*PROBLEM DESCRIPTION*:
With the images left out, print every entry that follows exactly.

*SOURCE RECORDS*:
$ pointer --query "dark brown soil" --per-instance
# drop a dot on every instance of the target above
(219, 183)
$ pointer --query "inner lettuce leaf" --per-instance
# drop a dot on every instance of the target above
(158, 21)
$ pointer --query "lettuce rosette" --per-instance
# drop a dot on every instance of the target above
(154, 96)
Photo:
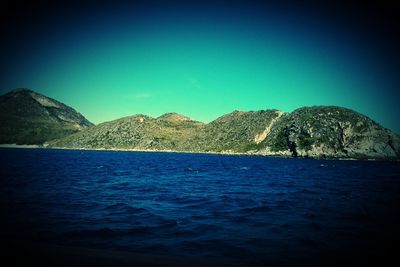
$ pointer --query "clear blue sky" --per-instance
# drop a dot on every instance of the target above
(203, 63)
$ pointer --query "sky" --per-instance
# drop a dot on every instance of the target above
(203, 59)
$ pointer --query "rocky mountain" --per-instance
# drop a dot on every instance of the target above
(328, 131)
(321, 131)
(27, 117)
(137, 132)
(332, 132)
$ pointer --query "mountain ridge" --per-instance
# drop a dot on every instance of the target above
(316, 131)
(27, 117)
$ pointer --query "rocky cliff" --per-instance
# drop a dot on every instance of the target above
(330, 132)
(27, 117)
(327, 131)
(319, 131)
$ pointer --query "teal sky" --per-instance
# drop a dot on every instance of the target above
(204, 66)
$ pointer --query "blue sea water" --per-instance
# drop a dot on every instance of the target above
(243, 209)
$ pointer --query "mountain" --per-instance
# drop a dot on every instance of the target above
(320, 131)
(137, 132)
(328, 131)
(27, 117)
(324, 131)
(238, 131)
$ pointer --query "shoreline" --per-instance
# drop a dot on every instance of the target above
(226, 153)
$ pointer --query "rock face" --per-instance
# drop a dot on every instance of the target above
(320, 131)
(138, 132)
(331, 132)
(27, 117)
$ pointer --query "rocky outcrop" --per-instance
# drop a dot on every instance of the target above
(320, 131)
(331, 132)
(27, 117)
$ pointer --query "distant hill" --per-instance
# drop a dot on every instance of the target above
(331, 132)
(321, 131)
(27, 117)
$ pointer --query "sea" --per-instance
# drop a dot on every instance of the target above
(248, 210)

*EXERCISE OUTPUT*:
$ pointer --query "dark brown soil" --per-instance
# drop a dot on every instance of the target above
(219, 183)
$ pointer --query "inner lettuce leaf" --per-instance
# drop a dot on every instance of the target above
(158, 21)
$ pointer --query "lettuce rosette" --per-instance
# drop a dot on every instance of the target above
(154, 96)
Photo:
$ pointer --query "clear blue sky" --per-instance
# drop a dot on every instance of the target above
(203, 63)
$ pointer --query "sky" --per-instance
# drop a dot on every instance of the target above
(203, 59)
$ pointer --query "rocky mountain" --per-instance
# drop a dot on every instance of the target above
(328, 131)
(321, 131)
(27, 117)
(137, 132)
(332, 132)
$ pointer --query "mountain ridge" --per-instance
# drop a dot on every instance of the target above
(316, 131)
(27, 117)
$ pointer --query "rocky cliff" --per-instance
# drop a dot on every instance of the target above
(330, 132)
(27, 117)
(327, 131)
(319, 131)
$ pointer --query "teal sky" --per-instance
# drop a dot on every instance of the target above
(204, 66)
$ pointer --query "blue sea water" --per-instance
# drop a dot on every instance of the target above
(243, 209)
$ pointer --query "mountain" --per-instance
# drop a dot on every instance of the target above
(320, 131)
(137, 132)
(328, 131)
(27, 117)
(324, 131)
(238, 131)
$ pointer --query "shoreline" --per-instance
# drop a dot on every instance of the target above
(226, 153)
$ pointer --query "rock face" --per-instance
# drop a dot on every instance of the target above
(320, 131)
(138, 132)
(331, 132)
(27, 117)
$ pointer --query "rocky outcrop" --per-instance
# drop a dot on every instance of the target above
(320, 131)
(331, 132)
(27, 117)
$ pointer --query "distant hill" --per-instance
# drop a dot on every instance of the target above
(331, 132)
(321, 131)
(27, 117)
$ pointer --query "sea" --per-instance
# drop a dot on every instance of the target above
(248, 210)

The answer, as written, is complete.